WHAT YOU NEED TO DO :: Every line in the listing is to be echoed verbatim.

RECORDS TO PROCESS ::
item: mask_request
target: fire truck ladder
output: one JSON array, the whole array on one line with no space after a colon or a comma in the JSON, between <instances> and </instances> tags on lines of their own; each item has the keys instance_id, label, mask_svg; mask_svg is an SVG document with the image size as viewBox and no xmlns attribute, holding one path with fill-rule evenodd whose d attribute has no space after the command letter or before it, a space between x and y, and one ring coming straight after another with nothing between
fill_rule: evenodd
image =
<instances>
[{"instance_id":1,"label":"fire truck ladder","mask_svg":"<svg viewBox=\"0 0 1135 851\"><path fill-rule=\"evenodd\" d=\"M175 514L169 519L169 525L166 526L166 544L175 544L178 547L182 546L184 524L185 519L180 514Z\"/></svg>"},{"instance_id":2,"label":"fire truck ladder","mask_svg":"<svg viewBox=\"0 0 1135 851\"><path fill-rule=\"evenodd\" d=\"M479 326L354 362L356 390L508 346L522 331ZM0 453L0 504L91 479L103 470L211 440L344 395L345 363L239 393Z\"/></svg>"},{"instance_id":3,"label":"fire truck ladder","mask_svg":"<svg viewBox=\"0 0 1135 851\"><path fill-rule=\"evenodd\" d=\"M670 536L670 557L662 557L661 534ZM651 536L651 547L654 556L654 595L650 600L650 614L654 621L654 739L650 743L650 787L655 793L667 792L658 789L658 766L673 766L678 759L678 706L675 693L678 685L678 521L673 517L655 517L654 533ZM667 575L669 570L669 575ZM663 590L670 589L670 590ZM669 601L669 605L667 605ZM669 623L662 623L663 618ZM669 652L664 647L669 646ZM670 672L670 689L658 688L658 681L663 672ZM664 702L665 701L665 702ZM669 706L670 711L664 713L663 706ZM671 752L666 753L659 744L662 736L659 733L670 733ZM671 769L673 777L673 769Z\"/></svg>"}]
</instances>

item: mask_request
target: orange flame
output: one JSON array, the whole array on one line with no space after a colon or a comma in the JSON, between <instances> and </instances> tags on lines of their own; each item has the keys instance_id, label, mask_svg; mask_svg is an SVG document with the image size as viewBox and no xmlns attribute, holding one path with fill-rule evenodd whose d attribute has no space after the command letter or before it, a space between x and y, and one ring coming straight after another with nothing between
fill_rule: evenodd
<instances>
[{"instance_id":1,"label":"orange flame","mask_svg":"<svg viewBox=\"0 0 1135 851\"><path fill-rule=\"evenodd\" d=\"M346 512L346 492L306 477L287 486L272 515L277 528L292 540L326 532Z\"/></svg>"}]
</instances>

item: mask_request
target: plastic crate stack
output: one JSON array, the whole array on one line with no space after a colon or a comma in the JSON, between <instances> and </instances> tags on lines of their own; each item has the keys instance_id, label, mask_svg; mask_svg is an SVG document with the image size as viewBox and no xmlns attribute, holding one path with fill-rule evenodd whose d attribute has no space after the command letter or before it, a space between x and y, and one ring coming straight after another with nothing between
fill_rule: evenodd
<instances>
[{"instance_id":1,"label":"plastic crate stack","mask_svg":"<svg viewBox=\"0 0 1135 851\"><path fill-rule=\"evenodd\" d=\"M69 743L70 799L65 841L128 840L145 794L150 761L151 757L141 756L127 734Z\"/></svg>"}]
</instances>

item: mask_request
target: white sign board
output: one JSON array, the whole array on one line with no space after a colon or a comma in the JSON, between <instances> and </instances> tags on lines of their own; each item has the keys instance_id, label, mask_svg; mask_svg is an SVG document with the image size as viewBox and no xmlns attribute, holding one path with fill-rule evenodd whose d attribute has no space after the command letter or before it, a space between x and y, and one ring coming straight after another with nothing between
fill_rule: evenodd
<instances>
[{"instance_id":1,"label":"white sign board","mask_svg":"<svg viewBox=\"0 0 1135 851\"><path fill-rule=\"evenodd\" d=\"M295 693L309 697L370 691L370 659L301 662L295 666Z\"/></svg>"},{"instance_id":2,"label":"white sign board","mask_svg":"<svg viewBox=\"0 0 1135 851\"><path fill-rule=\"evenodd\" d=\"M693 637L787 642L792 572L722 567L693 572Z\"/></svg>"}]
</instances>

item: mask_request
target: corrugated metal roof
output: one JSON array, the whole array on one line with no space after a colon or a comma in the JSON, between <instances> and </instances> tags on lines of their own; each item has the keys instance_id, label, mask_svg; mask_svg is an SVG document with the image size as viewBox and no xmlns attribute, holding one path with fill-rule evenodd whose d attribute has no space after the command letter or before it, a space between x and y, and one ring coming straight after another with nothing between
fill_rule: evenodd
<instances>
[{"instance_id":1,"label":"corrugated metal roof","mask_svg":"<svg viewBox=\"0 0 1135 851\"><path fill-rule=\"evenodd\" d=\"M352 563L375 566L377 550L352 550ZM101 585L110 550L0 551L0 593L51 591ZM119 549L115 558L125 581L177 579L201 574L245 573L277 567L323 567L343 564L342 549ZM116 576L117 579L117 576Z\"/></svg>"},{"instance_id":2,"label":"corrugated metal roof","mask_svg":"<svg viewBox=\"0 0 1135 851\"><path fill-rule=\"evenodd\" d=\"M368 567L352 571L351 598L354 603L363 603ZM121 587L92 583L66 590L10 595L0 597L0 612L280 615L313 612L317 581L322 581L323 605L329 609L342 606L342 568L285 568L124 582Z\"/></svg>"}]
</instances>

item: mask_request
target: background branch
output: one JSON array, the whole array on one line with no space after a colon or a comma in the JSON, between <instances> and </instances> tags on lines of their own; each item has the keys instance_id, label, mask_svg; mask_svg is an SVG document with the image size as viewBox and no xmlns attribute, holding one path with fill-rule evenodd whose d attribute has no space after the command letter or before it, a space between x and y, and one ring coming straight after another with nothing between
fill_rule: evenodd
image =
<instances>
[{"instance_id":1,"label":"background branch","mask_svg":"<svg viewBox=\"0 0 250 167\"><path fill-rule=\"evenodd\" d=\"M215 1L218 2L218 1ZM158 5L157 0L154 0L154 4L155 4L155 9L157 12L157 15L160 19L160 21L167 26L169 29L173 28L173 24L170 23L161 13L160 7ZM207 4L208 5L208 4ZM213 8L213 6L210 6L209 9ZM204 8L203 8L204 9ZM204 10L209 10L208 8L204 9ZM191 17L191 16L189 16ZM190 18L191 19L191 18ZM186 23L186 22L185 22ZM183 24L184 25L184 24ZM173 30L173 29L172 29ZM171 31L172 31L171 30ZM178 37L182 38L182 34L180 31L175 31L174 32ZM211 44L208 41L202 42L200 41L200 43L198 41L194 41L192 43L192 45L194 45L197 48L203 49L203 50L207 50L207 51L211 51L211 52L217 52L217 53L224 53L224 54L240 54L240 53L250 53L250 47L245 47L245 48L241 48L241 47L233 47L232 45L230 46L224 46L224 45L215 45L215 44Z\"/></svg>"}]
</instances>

TASK SOLUTION ::
item: mask_request
target: fire truck ladder
output: one JSON array, the whole array on one line with no space after a colon or a comma in the JSON, between <instances> and </instances> tags on lines of their own; each item has the keys instance_id, label, mask_svg; mask_svg is an SVG document with the image size as viewBox and no xmlns attribute, holding one path with fill-rule evenodd whose d attribute has no space after the command letter or before it, a space between x and y, and one ring coming straight after another with nothing between
fill_rule: evenodd
image =
<instances>
[{"instance_id":1,"label":"fire truck ladder","mask_svg":"<svg viewBox=\"0 0 1135 851\"><path fill-rule=\"evenodd\" d=\"M175 514L169 519L169 525L166 526L166 544L175 544L178 547L182 546L184 524L185 519L180 514Z\"/></svg>"},{"instance_id":2,"label":"fire truck ladder","mask_svg":"<svg viewBox=\"0 0 1135 851\"><path fill-rule=\"evenodd\" d=\"M479 326L354 362L356 390L508 346L522 331ZM0 453L0 504L91 479L103 470L211 440L344 395L345 363L239 393Z\"/></svg>"},{"instance_id":3,"label":"fire truck ladder","mask_svg":"<svg viewBox=\"0 0 1135 851\"><path fill-rule=\"evenodd\" d=\"M670 536L670 557L662 557L661 534ZM651 536L651 547L654 556L654 595L650 600L650 614L654 621L654 739L650 743L650 787L655 793L667 792L658 789L658 766L673 766L678 759L678 706L675 693L678 685L678 521L673 517L655 517L654 533ZM667 575L669 570L669 575ZM663 590L670 589L670 590ZM669 601L669 605L667 605ZM669 623L662 623L663 618ZM669 652L664 647L669 646ZM670 672L670 689L658 688L658 681L663 672ZM664 702L665 701L665 702ZM669 706L670 711L664 713L663 706ZM671 752L666 753L659 744L662 736L659 733L670 733ZM671 769L673 777L673 769Z\"/></svg>"}]
</instances>

item: mask_request
target: orange flame
output: one JSON array, the whole array on one line with no space after a colon or a comma in the JSON, between <instances> and </instances> tags on lines of their own; each item has the keys instance_id, label, mask_svg; mask_svg is an SVG document with the image size as viewBox and no xmlns attribute, holding one path with fill-rule evenodd whose d attribute has no space after the command letter or before it, a space between x and y, and one ring coming straight after another with nothing between
fill_rule: evenodd
<instances>
[{"instance_id":1,"label":"orange flame","mask_svg":"<svg viewBox=\"0 0 1135 851\"><path fill-rule=\"evenodd\" d=\"M346 512L346 492L306 477L287 486L272 515L277 528L292 540L326 532Z\"/></svg>"}]
</instances>

item: mask_request
target: plastic crate stack
output: one JSON array, the whole array on one line with no space after a colon or a comma in the JSON, between <instances> and </instances> tags on lines of their own; each item has the keys instance_id, label, mask_svg; mask_svg is an SVG document with the image size as viewBox and no xmlns attribute, holding one path with fill-rule evenodd whose d attribute has no space after the command letter or before it, a space between x and y, and one ring coming straight after another with nothing between
fill_rule: evenodd
<instances>
[{"instance_id":1,"label":"plastic crate stack","mask_svg":"<svg viewBox=\"0 0 1135 851\"><path fill-rule=\"evenodd\" d=\"M69 743L70 799L65 841L128 840L145 794L150 761L151 757L141 756L127 734Z\"/></svg>"}]
</instances>

item: mask_request
target: white sign board
output: one JSON array, the whole array on one line with no space after a colon or a comma in the JSON, between <instances> and </instances> tags on lines of their own; each item has the keys instance_id, label, mask_svg; mask_svg is an SVG document with the image size as viewBox and no xmlns attribute, holding one path with fill-rule evenodd whose d attribute has no space after the command letter or before it, a space between x and y, and one ring coming straight after another with nothing between
fill_rule: evenodd
<instances>
[{"instance_id":1,"label":"white sign board","mask_svg":"<svg viewBox=\"0 0 1135 851\"><path fill-rule=\"evenodd\" d=\"M295 693L309 697L370 691L370 659L301 662L295 666Z\"/></svg>"},{"instance_id":2,"label":"white sign board","mask_svg":"<svg viewBox=\"0 0 1135 851\"><path fill-rule=\"evenodd\" d=\"M693 637L787 642L792 572L722 567L693 572Z\"/></svg>"}]
</instances>

item: mask_request
target: corrugated metal roof
output: one JSON array, the whole array on one line with no space after a colon or a comma in the JSON, between <instances> and </instances> tags on lines of their own; each item has the keys instance_id, label, mask_svg; mask_svg is an SVG document with the image size as viewBox and no xmlns attribute, holding one path with fill-rule evenodd whose d attribute has no space after the command letter or before it, a space between x and y, and one ring coming straight after another with nothing between
fill_rule: evenodd
<instances>
[{"instance_id":1,"label":"corrugated metal roof","mask_svg":"<svg viewBox=\"0 0 1135 851\"><path fill-rule=\"evenodd\" d=\"M352 563L375 566L377 550L352 550ZM101 585L110 550L0 551L0 593L51 591ZM119 549L115 558L125 581L177 579L201 574L245 573L277 567L323 567L343 564L342 549ZM116 576L117 579L117 576Z\"/></svg>"},{"instance_id":2,"label":"corrugated metal roof","mask_svg":"<svg viewBox=\"0 0 1135 851\"><path fill-rule=\"evenodd\" d=\"M368 567L352 571L351 598L354 603L363 603ZM121 587L92 583L66 590L10 595L0 597L0 612L280 615L313 612L317 581L322 581L323 605L329 609L342 606L342 568L285 568L124 582Z\"/></svg>"}]
</instances>

item: mask_request
target: background branch
output: one JSON array, the whole array on one line with no space after a colon or a comma in the JSON, between <instances> and </instances> tags on lines of their own; each item has the keys instance_id, label, mask_svg; mask_svg is an SVG document with the image size as viewBox and no xmlns attribute, holding one path with fill-rule evenodd whose d attribute has no space after the command letter or before it, a space between x and y, and one ring coming straight after another with nothing between
fill_rule: evenodd
image =
<instances>
[{"instance_id":1,"label":"background branch","mask_svg":"<svg viewBox=\"0 0 250 167\"><path fill-rule=\"evenodd\" d=\"M215 1L218 2L218 1ZM158 5L157 0L154 0L154 4L155 4L155 9L157 12L157 15L160 19L160 21L167 26L169 29L173 28L173 24L170 23L161 13L160 7ZM207 4L208 5L208 4ZM213 8L213 6L210 6L209 9ZM204 8L203 8L204 9ZM204 10L209 10L208 8L204 9ZM191 17L191 16L189 16ZM190 18L191 19L191 18ZM186 23L186 22L185 22ZM183 24L184 25L184 24ZM173 30L173 29L172 29ZM171 31L172 31L171 30ZM178 37L182 38L182 34L180 31L175 31L174 32ZM211 44L208 41L202 42L200 41L200 43L198 41L194 41L192 43L192 45L194 45L197 48L203 49L203 50L207 50L207 51L211 51L211 52L217 52L217 53L224 53L224 54L240 54L240 53L250 53L250 47L245 47L245 48L241 48L241 47L233 47L232 45L230 46L224 46L224 45L215 45L215 44Z\"/></svg>"}]
</instances>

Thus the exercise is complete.